[Material provided]:
============

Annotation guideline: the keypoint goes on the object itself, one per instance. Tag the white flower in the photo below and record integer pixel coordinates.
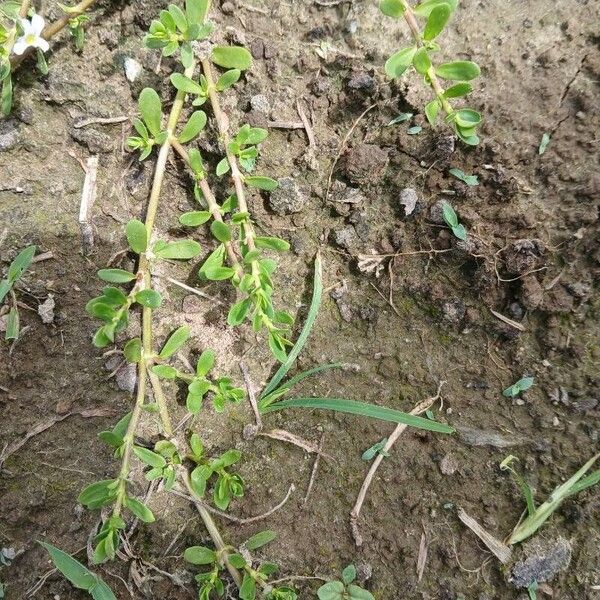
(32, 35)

============

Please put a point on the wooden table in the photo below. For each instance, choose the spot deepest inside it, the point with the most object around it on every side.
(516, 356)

============

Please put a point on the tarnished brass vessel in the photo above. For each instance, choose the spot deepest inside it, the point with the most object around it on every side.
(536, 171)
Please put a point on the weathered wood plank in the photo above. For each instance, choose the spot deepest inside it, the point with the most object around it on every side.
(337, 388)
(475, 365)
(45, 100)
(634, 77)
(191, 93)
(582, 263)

============

[Objective]: List every line in the items above that contains the string "inside", matching case exactly.

[Answer below]:
Please put a point on the wooden table in the photo below. For each instance, choose the spot deepest inside it, the point with the most object around it on every side.
Please put a point on the tarnished brass vessel in the photo above. For each instance, choose the spot deepest inside it, the point with the most object around it on every side.
Please put a point on the weathered wood plank in the photo above. For each instance, choose the spot deepest inside it, the point with the most object around it on every side.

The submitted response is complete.